* start *

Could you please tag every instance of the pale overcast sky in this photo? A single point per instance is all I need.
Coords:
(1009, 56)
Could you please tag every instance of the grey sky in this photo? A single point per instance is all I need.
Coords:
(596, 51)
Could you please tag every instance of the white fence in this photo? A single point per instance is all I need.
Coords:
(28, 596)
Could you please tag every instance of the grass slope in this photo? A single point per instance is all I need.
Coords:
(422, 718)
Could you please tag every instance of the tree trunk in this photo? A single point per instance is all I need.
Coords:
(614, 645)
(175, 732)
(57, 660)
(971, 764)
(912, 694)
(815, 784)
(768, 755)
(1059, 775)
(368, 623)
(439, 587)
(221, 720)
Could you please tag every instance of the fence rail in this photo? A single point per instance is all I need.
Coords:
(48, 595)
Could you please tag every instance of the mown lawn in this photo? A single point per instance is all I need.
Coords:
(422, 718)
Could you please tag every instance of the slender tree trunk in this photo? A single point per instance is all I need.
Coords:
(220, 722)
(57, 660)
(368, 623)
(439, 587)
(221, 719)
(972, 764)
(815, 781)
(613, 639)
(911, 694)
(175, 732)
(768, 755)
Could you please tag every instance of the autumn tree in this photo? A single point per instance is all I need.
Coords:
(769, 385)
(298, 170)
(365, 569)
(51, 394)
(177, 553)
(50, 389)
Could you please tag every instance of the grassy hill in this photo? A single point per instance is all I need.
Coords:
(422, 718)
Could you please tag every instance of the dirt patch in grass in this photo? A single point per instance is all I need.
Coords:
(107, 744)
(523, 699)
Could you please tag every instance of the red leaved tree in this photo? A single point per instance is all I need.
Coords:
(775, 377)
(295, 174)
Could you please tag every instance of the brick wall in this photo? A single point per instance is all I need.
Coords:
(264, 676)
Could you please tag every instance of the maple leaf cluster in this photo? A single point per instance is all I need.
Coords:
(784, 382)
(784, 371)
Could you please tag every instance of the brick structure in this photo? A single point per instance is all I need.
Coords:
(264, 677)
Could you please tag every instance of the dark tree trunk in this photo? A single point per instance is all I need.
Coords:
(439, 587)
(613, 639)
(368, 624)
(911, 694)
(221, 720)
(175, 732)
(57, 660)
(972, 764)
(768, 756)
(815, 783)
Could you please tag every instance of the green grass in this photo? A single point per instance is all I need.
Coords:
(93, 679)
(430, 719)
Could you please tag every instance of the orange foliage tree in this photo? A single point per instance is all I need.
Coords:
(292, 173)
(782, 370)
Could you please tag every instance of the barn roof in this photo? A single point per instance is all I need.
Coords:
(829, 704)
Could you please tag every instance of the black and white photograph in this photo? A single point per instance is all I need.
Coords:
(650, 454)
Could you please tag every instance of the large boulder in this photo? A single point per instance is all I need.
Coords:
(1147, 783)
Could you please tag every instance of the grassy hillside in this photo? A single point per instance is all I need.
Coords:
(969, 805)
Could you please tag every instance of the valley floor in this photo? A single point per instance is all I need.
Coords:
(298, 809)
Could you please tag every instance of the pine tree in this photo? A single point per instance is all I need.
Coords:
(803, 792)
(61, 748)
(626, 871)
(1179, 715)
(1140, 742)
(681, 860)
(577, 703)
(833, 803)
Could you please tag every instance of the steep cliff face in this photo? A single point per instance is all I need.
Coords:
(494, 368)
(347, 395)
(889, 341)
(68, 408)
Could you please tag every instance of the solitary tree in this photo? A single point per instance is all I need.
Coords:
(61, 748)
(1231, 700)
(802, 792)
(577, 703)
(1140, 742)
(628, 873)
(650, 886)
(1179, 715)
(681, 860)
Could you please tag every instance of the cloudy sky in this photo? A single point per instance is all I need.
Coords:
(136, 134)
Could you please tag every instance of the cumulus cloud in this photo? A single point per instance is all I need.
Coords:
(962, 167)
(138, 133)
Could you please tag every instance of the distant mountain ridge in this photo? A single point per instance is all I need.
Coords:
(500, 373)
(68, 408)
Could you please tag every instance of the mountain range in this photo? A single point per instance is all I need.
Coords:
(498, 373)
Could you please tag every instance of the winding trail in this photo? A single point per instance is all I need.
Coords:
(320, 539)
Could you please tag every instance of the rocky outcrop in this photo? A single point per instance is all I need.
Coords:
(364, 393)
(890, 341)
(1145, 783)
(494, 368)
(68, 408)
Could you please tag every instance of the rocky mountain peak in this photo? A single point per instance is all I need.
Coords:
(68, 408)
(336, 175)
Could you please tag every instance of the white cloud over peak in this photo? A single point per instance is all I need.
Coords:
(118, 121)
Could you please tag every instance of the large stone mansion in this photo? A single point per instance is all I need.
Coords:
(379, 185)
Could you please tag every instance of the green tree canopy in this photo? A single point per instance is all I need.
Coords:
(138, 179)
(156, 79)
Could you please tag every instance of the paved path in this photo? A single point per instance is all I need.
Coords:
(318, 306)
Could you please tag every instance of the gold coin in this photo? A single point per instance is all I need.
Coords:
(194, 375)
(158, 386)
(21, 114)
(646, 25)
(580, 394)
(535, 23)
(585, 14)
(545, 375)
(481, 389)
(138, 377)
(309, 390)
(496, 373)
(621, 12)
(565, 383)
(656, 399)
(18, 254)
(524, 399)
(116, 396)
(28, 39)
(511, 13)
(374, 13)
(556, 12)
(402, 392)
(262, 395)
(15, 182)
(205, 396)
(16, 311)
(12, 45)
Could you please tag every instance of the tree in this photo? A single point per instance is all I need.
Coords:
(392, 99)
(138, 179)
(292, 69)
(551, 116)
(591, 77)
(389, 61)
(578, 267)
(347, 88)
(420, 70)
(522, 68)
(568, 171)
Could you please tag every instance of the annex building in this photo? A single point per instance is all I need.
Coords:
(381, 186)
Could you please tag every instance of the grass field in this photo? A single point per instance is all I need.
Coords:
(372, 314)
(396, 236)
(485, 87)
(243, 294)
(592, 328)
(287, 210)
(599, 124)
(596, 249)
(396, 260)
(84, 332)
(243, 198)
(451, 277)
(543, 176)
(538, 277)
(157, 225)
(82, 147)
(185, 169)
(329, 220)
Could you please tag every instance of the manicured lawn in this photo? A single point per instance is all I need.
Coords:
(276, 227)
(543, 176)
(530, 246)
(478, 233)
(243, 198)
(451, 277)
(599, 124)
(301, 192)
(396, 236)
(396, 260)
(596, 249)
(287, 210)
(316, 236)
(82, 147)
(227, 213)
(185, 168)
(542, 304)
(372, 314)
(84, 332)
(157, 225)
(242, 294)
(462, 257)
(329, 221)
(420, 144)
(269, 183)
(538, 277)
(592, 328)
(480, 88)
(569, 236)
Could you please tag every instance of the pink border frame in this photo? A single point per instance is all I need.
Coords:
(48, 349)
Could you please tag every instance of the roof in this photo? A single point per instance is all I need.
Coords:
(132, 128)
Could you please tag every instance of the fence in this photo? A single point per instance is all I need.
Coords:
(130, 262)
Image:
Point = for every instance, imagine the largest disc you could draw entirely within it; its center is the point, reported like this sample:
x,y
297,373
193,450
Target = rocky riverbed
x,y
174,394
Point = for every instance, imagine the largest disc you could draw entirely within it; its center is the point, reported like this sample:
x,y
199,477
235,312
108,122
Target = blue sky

* end *

* [Exercise description] What is needed here is an exact reproduction of all the entries.

* [Task output]
Could you please tag every instance of the pale overcast sky in this photo? A single point per instance is all I need.
Coords:
(1009, 56)
Could you please tag every instance of the grey sky in this photo? A single point per instance is all I need.
Coords:
(596, 51)
Could you please tag every instance of the white fence in this photo? A single point per instance is all I need.
Coords:
(28, 596)
Could you please tag every instance of the grass slope in this photo? A single point per instance is all I need.
Coords:
(422, 718)
Could you please tag every instance of the tree trunk in this photo? A single point per instance is all I need.
Coords:
(614, 645)
(175, 732)
(57, 660)
(971, 764)
(912, 694)
(815, 784)
(768, 755)
(1059, 775)
(368, 623)
(439, 587)
(221, 720)
Could you please tag every instance of the fence rail in this photo? A single point per instance is all I need.
Coords:
(48, 595)
Could you please tag every instance of the mown lawn in this photo? A single point per instance is all I need.
Coords:
(422, 718)
Could you please tag every instance of the slender tree trunk in this photo? A single point per instance is all I need.
Coords:
(220, 722)
(57, 660)
(368, 623)
(439, 587)
(221, 719)
(972, 764)
(815, 781)
(613, 639)
(911, 694)
(175, 732)
(768, 755)
Could you please tag every instance of the autumn tree in this photo? A single point per instance is all I need.
Coords:
(769, 385)
(298, 170)
(365, 569)
(51, 394)
(177, 553)
(50, 389)
Could you please tag every instance of the grassy hill in this photo? A single point per instance is all I need.
Coords:
(422, 718)
Could you please tag every instance of the dirt patch in grass in this photo? A single point per instance is all I need.
Coords:
(107, 744)
(523, 699)
Could you please tag every instance of the red leaved tree in this photo? A single point per instance is all I need.
Coords:
(775, 377)
(295, 174)
Could you please tag every instance of the brick wall in this photo? A single point per instance is all I need.
Coords:
(264, 676)
Could you please tag every instance of the maple leaf cluster in this photo? A single point per instance is all I need.
Coords:
(784, 382)
(784, 371)
Could you please tag every instance of the brick structure in this photo? A single point per instance is all I need.
Coords:
(264, 677)
Could you please tag every instance of the dark tree trunk in this photo? A single point per instance is all I need.
Coords:
(439, 587)
(613, 639)
(368, 624)
(911, 694)
(221, 720)
(175, 732)
(57, 660)
(972, 764)
(768, 756)
(815, 783)
Could you please tag every instance of the green grass in this photo? A single point per instance is all I need.
Coords:
(93, 679)
(430, 719)
Could you please tag every instance of the orange foliage tree in this photo? A single point per instance is all I need.
Coords:
(292, 173)
(782, 370)
Could you please tag every instance of the barn roof in this photo? A single point per instance is all I need.
Coords:
(829, 704)
Could you please tag every instance of the black and white photograph in this photo? A single point per instance is all I need.
Coords:
(650, 454)
Could you please tag every instance of the large boulder in this photo? A single point per instance is all I need.
Coords:
(1147, 783)
Could you please tag every instance of the grassy hillside in this photo? A single point per instance is all I need.
Coords:
(969, 805)
Could you please tag every instance of the valley floor in this photo? A single point per instance is all I need.
Coords:
(298, 809)
Could you please tag every instance of the pine tree in this photo? A single point per instance is all I need.
Coords:
(803, 792)
(61, 748)
(626, 871)
(1179, 715)
(1140, 742)
(681, 860)
(577, 703)
(833, 803)
Could you please tag every instance of the steep cliff face in this photo? A single point per instance is all I need.
Coords:
(494, 368)
(347, 395)
(889, 341)
(68, 408)
Could you please tag every instance of the solitary tree in this photo? A single point per instance is all I need.
Coords:
(61, 748)
(1231, 700)
(802, 792)
(577, 703)
(1140, 742)
(628, 873)
(650, 886)
(1179, 715)
(681, 860)
Could you please tag every instance of the cloudy sky in this photo? A single point per instance is all I need.
Coords:
(136, 134)
Could you please tag every instance of the cumulus cloud in this photo? A single point per instance is all I need.
Coords:
(962, 167)
(138, 133)
Could you please tag every instance of the distant mountain ridge in this photo? A single point per instance is all I need.
Coords:
(500, 373)
(68, 408)
Could you please tag every instance of the mountain range in this photo? A single point per instance is all I need.
Coords:
(498, 373)
Could you please tag every instance of the winding trail in this photo? A single point per instance is all I need.
Coords:
(320, 539)
Could you please tag every instance of the rocky outcrop in this photo? A single point per instance is all I need.
Coords:
(364, 393)
(890, 341)
(1145, 783)
(494, 368)
(68, 408)
Could you please tag every instance of the rocky mountain peak in this photo? A single point per instance is all I need.
Coords:
(68, 408)
(336, 175)
Could you please tag every instance of the white cloud over peak in this photo? A single point per instance is all I need.
Coords:
(118, 121)
Could you please tag every instance of the large stone mansion in this photo? A single point per instance is all I need.
Coords:
(379, 185)
Could you please tag every instance of the green tree canopy in this photo? A single point per instance is all I need.
Coords:
(138, 179)
(156, 79)
Could you please tag every instance of the paved path in this photo? A single point per instance is all I need.
Coords:
(318, 306)
Could you please tag every instance of the gold coin in this photo? A single point per instance is all I need.
Coords:
(194, 375)
(158, 386)
(21, 114)
(646, 25)
(580, 394)
(535, 23)
(585, 14)
(545, 375)
(481, 389)
(138, 377)
(309, 390)
(496, 373)
(621, 12)
(565, 383)
(656, 399)
(18, 254)
(524, 399)
(116, 396)
(28, 39)
(511, 13)
(374, 13)
(556, 12)
(402, 392)
(262, 395)
(15, 182)
(205, 396)
(16, 311)
(12, 45)
Could you please tag every instance of the tree in this photo? A single point per instance is all I need.
Coords:
(392, 99)
(138, 179)
(292, 69)
(551, 116)
(591, 77)
(389, 61)
(578, 267)
(347, 88)
(420, 70)
(522, 68)
(568, 171)
Could you please tag every instance of the annex building in this photo? A single point per instance is all I need.
Coords:
(381, 186)
Could you please tag every instance of the grass field in this photo? A single point per instance is all I need.
Coords:
(372, 314)
(396, 236)
(485, 87)
(243, 294)
(592, 328)
(287, 210)
(599, 124)
(596, 249)
(396, 260)
(84, 332)
(243, 198)
(451, 277)
(543, 176)
(538, 277)
(157, 225)
(82, 147)
(185, 169)
(329, 220)
Could you please tag every instance of the manicured lawn in this photo? A single point per instance is all I need.
Coords:
(276, 227)
(543, 176)
(530, 246)
(478, 233)
(243, 198)
(451, 277)
(599, 124)
(301, 192)
(396, 236)
(396, 260)
(596, 249)
(287, 210)
(316, 236)
(82, 147)
(227, 213)
(185, 168)
(542, 304)
(372, 314)
(84, 332)
(157, 225)
(242, 294)
(462, 257)
(329, 221)
(420, 144)
(269, 183)
(538, 277)
(592, 328)
(480, 88)
(569, 236)
Could you please tag every instance of the pink border frame in this photo? A single point per instance is all I need.
Coords:
(48, 349)
Could you please tag every instance of the roof in this photo? A single point per instance is all I need.
Coords:
(132, 128)
Could you please tag every instance of the fence in this photo? A single point per instance is all I need.
Coords:
(130, 262)
Image:
Point = for every instance, imagine the largest disc you could draw entirely within it; its center is the point, reported like this sample:
x,y
297,373
193,450
Target = rocky riverbed
x,y
174,394
Point = for every instance, imagine the largest disc you could draw entirely within it; its center is the point, reported like this sample:
x,y
199,477
235,312
108,122
Target = blue sky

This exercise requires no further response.